Referring expression pointing data
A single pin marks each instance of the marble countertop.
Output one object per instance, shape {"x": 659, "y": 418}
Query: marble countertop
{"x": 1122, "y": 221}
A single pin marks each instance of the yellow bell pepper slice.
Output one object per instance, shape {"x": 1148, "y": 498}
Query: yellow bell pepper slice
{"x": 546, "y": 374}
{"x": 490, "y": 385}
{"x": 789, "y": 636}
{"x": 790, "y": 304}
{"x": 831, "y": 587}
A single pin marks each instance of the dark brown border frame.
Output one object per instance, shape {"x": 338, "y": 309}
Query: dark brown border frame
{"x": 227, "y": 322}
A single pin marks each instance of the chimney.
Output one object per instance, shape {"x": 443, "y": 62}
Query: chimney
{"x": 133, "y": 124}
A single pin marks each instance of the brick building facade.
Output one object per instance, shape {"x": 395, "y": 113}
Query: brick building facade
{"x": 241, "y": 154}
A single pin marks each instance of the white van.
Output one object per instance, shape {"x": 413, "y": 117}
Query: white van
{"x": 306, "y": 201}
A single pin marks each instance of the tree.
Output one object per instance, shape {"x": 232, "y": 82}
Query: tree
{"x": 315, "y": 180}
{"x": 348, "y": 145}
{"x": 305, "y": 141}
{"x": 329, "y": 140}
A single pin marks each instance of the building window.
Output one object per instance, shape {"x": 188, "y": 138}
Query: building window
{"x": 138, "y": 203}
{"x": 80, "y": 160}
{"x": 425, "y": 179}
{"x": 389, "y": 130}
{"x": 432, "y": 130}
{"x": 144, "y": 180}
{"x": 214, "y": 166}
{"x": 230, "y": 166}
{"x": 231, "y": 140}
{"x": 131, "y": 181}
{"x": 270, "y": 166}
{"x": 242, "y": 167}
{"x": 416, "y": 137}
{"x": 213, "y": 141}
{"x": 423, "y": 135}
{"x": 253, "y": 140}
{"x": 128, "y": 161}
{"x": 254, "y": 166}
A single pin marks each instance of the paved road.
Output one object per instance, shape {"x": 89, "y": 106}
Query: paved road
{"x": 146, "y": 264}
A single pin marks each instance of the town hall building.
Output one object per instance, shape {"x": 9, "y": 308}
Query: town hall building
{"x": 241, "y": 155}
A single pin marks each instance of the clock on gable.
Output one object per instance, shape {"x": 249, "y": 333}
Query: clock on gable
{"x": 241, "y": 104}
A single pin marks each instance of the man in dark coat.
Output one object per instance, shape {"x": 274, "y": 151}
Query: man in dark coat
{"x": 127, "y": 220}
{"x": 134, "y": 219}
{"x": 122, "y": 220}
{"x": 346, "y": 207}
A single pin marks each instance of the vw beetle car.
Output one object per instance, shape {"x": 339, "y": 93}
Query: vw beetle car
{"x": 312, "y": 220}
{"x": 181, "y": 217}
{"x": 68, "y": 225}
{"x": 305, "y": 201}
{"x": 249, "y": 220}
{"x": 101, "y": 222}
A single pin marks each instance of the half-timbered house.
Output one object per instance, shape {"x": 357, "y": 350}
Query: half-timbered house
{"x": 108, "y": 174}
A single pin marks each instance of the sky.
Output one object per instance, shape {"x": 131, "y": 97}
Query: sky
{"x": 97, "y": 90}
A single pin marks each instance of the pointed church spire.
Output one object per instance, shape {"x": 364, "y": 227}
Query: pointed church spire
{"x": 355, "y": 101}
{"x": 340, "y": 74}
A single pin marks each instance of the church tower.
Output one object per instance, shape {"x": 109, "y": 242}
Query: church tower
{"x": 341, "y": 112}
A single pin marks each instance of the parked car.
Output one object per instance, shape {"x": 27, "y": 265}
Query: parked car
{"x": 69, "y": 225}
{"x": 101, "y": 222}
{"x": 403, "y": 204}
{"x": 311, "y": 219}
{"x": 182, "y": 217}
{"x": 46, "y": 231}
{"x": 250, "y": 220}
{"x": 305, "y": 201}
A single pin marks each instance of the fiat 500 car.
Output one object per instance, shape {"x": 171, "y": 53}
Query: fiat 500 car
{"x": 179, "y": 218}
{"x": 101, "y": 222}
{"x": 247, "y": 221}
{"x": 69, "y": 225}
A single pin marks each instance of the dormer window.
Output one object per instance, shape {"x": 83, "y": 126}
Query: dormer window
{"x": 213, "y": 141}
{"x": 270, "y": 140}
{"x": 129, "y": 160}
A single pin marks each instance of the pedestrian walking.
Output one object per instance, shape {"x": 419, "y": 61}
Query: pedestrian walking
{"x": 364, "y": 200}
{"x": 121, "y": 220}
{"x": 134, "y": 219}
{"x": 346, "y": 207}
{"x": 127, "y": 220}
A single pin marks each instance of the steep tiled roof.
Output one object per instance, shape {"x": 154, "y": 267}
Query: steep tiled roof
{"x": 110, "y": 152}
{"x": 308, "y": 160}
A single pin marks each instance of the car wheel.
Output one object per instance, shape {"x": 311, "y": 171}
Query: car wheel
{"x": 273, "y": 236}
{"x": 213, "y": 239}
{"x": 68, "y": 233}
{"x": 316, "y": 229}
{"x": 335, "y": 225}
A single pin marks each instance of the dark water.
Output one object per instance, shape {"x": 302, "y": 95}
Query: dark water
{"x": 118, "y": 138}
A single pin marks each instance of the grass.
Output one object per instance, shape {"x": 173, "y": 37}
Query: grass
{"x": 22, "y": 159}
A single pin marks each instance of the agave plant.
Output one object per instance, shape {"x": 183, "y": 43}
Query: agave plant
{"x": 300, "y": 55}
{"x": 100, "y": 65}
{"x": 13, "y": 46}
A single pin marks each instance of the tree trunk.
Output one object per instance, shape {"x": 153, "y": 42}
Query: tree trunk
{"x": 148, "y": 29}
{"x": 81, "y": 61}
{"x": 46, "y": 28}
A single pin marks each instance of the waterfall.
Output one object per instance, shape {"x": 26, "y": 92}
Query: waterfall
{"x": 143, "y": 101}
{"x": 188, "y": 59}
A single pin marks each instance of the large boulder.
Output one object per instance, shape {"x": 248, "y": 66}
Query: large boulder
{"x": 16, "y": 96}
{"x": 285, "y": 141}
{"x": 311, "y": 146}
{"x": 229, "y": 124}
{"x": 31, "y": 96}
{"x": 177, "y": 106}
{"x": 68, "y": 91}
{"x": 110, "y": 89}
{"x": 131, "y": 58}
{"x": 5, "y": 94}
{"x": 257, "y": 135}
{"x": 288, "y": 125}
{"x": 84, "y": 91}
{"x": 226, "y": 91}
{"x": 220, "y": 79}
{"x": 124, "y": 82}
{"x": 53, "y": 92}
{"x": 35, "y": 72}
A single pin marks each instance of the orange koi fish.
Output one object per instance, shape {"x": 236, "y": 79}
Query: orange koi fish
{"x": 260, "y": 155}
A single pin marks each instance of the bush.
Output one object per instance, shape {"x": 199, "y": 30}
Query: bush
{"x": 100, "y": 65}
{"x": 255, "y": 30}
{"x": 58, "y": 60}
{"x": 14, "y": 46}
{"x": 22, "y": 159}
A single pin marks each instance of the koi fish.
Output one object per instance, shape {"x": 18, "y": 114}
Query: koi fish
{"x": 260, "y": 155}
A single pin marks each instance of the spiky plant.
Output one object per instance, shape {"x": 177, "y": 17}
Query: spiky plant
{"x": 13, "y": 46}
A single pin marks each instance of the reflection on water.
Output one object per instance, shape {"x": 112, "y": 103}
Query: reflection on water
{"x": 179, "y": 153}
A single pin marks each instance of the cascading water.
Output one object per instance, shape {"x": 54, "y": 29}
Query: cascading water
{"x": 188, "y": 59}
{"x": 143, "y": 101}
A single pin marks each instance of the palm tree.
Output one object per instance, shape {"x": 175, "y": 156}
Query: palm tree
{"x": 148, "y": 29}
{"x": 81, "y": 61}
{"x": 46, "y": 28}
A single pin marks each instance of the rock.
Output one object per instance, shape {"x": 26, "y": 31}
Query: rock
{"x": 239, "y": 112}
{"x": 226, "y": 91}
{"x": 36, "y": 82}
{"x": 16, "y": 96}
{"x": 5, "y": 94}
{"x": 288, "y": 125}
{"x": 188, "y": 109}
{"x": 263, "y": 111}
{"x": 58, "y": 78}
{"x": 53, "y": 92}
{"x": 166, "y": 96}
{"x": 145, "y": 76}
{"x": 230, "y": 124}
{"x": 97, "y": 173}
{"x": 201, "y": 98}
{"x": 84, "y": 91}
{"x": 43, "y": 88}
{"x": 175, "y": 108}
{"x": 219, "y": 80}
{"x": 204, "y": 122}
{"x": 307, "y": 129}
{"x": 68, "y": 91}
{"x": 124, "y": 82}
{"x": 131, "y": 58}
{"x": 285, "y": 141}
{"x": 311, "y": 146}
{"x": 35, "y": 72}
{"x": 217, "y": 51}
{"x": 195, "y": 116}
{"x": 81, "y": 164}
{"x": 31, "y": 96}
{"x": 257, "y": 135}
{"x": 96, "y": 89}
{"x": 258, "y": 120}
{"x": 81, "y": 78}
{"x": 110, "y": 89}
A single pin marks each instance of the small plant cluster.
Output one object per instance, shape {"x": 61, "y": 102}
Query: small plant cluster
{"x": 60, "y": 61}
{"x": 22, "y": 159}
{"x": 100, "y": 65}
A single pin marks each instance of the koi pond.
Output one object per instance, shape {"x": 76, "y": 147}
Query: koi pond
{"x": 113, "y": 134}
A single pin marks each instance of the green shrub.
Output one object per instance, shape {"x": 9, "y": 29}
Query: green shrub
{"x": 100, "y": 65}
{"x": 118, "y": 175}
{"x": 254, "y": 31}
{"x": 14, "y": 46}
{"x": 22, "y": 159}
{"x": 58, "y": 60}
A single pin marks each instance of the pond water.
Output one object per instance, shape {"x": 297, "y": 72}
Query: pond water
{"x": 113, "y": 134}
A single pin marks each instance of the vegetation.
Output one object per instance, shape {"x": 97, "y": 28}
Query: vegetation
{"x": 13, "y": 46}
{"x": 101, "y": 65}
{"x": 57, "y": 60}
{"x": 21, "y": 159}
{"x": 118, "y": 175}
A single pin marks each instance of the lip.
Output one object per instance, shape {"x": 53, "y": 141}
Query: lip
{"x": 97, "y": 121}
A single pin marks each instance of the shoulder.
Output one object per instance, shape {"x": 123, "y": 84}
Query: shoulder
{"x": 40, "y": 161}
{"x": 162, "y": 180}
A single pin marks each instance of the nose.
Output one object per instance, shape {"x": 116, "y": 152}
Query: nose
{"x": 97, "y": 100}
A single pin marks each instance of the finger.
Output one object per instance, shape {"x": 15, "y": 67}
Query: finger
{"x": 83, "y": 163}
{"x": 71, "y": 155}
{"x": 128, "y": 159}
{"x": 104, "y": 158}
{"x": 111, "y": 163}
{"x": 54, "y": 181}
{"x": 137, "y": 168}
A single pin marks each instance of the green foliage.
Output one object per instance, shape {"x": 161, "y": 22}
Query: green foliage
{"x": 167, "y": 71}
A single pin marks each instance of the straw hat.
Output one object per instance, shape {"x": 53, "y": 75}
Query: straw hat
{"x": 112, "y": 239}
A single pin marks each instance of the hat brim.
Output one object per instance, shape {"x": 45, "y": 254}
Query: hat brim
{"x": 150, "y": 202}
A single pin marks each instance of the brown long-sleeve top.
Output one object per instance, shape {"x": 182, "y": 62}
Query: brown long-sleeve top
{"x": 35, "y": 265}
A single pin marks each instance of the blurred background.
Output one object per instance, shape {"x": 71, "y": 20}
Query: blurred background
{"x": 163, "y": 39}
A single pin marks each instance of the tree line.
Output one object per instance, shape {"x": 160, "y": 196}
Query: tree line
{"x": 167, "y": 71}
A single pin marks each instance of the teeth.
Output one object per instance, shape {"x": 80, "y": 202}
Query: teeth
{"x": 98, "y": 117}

#### Your objective:
Each line of the records, from the opening one through the line holding "A single pin marks each instance of the brick", should be restated word for word, with nothing else in the answer.

#### Solution for this exercise:
A single pin marks each instance of the marble countertop.
Output one object per instance, shape {"x": 659, "y": 418}
Query: marble countertop
{"x": 1122, "y": 221}
A single pin marks each instance of the yellow bell pepper slice.
Output one object per instance, shape {"x": 1148, "y": 498}
Query: yellow bell pepper slice
{"x": 546, "y": 374}
{"x": 490, "y": 385}
{"x": 789, "y": 636}
{"x": 790, "y": 304}
{"x": 831, "y": 587}
A single pin marks each instance of the dark brown border frame.
Output one object per instance, shape {"x": 338, "y": 309}
Query: dark brown border frame
{"x": 227, "y": 322}
A single pin marks each instance of the chimney.
Output one object per instance, shape {"x": 443, "y": 62}
Query: chimney
{"x": 133, "y": 124}
A single pin marks each instance of the brick building facade.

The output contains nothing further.